*** Selected text
Attribute domain−Every attribute has some predefined value scope, known as attribute domain.
Constraints
Every relation has some conditions that must hold for it to be a valid relation. These conditions are called Relational Integrity Constraints. There are three main integrity constraints −
● Key constraints
● Domain constraints
● Referential integrity constraints
Key Constraints
There must be at least one minimal subset of attributes in the relation, which can identify a tuple uniquely. This minimal subset of attributes is called key for that relation. If there are more than one such minimal subsets, these are called candidate keys.
Key constraints force that −
- In a relation with a key attribute, no two tuples can have identical values for key attributes.
- A key attribute cannot have NULL values
- Key constraints are also referred to as Entity Constraints.
Domain Constraints
Attributes have specific values in real-world scenario. For example, age can only be a positive integer. The same constraints have been tried to employ on the attributes of a relation. Every attribute is bound to have a specific range of values. For example, age cannot be less than zero and telephone numbers cannot contain a digit outside 0-9.
Referential integrity Constraints
Referential integrity constraints work on the concept of Foreign Keys. A foreign key is a key attribute of a relation that can be referred in other relation.
Referential integrity constraint states that if a relation refers to a key attribute of a different or same relation, then that key element must exist.
Q2) Write short notes on database schema and database instance?
A2) Database Schema
A database schema is the skeleton structure that represents the logical view of the entire database. It defines how the data is organized and how the relations among them are associated. It formulates all the constraints that are to be applied on the data.
A database schema defines its entities and the relationship among them. It contains a descriptive detail of the database, which can be depicted by means of schema diagrams. It’s the database designers who design the schema to help programmers understand the database and make it useful.
Fig 1 - Database schema
A database schema can be divided broadly into two categories −
● Physical Database Schema−This schema pertains to the actual storage of data and its form of storage like files, indices, etc. It defines how the data will be stored in a secondary storage.
● Logical Database Schema−This schema defines all the logical constraints that need to be applied on the data stored. It defines tables, views, and integrity constraints.
Database Instance
It is important that we distinguish these two terms individually. Database schema is the skeleton of database. It is designed when the database doesn't exist at all. Once the database is operational, it is very difficult to make any changes to it. A database schema does not contain any data or information.
******
## Work order A
Which three main integrity constraints do the database notes name?
## Work order B
Answer these questions from the database notes:
(i) What are multiple minimal subsets of attributes that can each identify a tuple uniquely called?
(ii) Which category of database schema defines how data will be stored in secondary storage?
(iii) Who designs the database schema?
## Work order C
Continue the database notes on schemas and instances from the point where they stop.
The records after this point are separate material, unrelated to the database notes.
*** Provided data
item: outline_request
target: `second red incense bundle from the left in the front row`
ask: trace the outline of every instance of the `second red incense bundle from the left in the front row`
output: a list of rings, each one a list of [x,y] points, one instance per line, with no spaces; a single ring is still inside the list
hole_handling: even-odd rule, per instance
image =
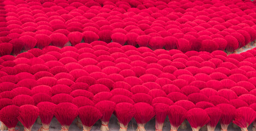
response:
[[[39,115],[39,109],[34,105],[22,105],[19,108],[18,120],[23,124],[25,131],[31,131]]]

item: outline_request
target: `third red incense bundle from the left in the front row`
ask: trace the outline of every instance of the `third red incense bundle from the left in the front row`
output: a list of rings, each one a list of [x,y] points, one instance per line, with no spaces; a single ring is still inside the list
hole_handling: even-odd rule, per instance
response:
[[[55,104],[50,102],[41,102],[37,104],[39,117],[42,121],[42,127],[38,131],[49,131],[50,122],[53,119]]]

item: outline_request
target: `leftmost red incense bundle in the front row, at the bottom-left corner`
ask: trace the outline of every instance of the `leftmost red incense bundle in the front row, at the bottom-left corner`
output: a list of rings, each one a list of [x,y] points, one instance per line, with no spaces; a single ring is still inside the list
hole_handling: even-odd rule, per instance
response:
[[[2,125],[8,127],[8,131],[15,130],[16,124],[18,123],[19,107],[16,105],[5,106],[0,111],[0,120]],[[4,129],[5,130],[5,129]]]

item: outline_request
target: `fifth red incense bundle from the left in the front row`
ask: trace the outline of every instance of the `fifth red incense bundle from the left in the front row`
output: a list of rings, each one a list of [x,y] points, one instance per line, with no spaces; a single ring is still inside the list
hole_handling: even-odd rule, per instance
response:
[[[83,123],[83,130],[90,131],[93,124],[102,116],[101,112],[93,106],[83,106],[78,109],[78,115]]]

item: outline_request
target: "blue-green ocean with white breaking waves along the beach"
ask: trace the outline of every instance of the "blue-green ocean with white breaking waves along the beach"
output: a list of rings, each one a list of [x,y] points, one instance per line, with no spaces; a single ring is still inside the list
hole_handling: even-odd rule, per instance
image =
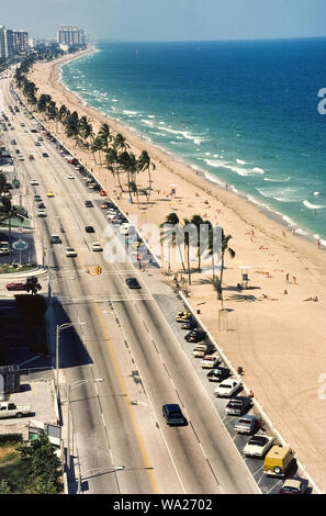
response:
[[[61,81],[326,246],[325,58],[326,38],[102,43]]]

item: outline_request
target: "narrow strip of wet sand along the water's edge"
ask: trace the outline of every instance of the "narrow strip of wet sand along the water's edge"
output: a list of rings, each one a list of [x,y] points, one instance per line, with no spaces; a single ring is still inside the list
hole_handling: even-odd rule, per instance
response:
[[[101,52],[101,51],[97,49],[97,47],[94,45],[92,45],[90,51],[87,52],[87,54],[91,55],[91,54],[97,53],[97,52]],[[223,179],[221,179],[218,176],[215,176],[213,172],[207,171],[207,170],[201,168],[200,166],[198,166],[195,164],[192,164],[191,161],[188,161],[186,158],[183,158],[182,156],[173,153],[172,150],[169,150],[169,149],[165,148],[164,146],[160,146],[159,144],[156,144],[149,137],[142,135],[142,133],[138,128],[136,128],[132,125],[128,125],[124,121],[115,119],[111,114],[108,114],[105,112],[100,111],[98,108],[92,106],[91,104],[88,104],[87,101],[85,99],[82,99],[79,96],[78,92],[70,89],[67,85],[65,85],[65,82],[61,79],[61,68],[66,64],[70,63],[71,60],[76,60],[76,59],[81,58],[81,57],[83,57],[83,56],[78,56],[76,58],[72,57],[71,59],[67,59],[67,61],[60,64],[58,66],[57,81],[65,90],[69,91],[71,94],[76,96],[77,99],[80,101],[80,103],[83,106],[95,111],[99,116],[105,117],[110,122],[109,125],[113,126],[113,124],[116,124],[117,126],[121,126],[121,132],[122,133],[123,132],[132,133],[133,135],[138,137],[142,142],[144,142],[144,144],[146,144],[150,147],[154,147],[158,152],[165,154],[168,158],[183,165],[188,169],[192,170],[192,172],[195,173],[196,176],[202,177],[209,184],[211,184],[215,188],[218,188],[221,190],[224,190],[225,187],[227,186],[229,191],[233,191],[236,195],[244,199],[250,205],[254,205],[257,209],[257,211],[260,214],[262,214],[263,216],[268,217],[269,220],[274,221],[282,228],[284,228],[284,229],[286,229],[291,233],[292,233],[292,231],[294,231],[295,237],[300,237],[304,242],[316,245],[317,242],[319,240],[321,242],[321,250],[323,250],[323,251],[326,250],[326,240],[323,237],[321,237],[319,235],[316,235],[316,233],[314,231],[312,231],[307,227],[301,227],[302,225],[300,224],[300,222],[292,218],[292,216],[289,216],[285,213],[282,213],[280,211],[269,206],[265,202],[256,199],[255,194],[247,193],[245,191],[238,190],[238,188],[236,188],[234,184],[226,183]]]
******
*** Provided data
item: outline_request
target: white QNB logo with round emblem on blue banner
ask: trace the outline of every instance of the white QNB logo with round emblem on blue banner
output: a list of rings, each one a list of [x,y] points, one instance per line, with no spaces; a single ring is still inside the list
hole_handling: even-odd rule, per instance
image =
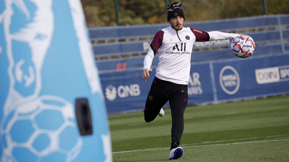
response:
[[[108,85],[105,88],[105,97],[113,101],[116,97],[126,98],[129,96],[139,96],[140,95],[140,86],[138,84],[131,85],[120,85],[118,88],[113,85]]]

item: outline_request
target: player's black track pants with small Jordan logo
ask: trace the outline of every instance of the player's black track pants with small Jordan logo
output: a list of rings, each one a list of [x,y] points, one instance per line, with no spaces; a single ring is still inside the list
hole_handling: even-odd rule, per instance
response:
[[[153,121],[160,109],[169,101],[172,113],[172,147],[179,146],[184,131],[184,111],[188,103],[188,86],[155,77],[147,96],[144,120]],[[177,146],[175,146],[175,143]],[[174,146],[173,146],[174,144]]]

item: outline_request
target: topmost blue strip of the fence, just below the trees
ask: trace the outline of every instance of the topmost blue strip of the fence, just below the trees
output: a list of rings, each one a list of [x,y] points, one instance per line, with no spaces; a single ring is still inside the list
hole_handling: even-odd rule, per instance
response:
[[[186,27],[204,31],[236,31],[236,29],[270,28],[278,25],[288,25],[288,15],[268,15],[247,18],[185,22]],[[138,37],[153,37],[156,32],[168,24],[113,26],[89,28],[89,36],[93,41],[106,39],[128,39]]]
******
*** Provided data
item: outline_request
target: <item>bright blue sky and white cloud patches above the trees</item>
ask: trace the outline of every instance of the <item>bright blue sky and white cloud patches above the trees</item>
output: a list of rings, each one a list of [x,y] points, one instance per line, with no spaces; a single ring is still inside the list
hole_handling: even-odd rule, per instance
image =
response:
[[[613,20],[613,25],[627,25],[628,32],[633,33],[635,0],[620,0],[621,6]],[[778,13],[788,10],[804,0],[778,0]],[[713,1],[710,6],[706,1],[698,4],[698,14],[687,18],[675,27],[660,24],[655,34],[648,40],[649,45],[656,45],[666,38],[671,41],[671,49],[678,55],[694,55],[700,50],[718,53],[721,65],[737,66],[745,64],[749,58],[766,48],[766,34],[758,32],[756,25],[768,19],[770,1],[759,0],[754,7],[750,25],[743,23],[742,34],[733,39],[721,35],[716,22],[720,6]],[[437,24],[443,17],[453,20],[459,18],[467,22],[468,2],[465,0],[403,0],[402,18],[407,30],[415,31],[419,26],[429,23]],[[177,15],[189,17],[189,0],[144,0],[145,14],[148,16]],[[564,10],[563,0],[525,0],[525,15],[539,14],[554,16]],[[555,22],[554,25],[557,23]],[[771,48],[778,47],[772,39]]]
******
## Task result A
Key constraints, domain constraints, and referential integrity constraints.

## Task result B
(i) Candidate keys.
(ii) The physical database schema.
(iii) Database designers.

## Task result C
A database instance is a state of operational database with data at any given time. It contains a snapshot of the database. Database instances tend to change with time. A DBMS ensures that its every instance (state) is in a valid state, by diligently following all the validations, constraints, and conditions that the database designers have imposed.
Q3) Explain in brief integrity constraints?
A3) Integrity Constraints
● Integrity constraints are a set of rules. It is used to maintain the quality of information.
● Integrity constraints ensure that the data insertion, updating, and other processes have to be performed in such a way that data integrity is not affected.
● Thus, integrity constraint is used to guard against accidental damage to the database.
Types of Integrity Constraint
Fig 2 - Integrity Constraint
1. Domain constraints
● Domain constraints can be defined as the definition of a valid set of values for an attribute.
● The data type of domain includes string, character, integer, time, date, currency, etc. The value of the attribute must be available in the corresponding domain.
Example:
2. Entity integrity constraints
● The entity integrity constraint states that primary key value can't be null.
● This is because the primary key value is used to identify individual rows in relation and if the primary key has a null value, then we can't identify those rows.
● A table can contain a null value other than the primary key field.
Example:
3. Referential Integrity Constraints
● A referential integrity constraint is specified between two tables.
● In the Referential integrity constraints, if a foreign key in Table 1 refers to the Primary Key of Table 2, then every value of the Foreign Key in Table 1 must be null or be available in Table 2.
Example:
4. Key constraints
● Keys are the entity set that is used to identify an entity within its entity set uniquely.
● An entity set can have multiple keys, but out of which one key will be the primary key. A primary key can contain a unique and null value in the relational table.
Example:
Q4) What is Foreign Key in DBMS?
A4) Foreign key
A foreign key is different from a super key, candidate key or primary key because a foreign key is the one that is used to link two tables together or create connectivity between the two.
Here, in this section, we will discuss foreign key, its use and look at some examples that will help us to understand the working and use of the foreign key. We will also see its practical implementation on a database, i.e., creating and deleting a foreign key on a table.
What is a Foreign Key
A foreign key is the one that is used to link two tables together via the primary key. It means the columns of one table points to the primary key attribute of the other table. It further means that if any attribute is set as a primary key attribute will work in another table as a foreign key attribute. But one should know that a foreign key has nothing to do with the primary key.
Use of Foreign Key
The use of a foreign key is simply to link the attributes of two tables together with the help of a primary key attribute. Thus, it is used for creating and maintaining the relationship between the two relations.
Example of Foreign Key
Let's discuss an example to understand the working of a foreign key.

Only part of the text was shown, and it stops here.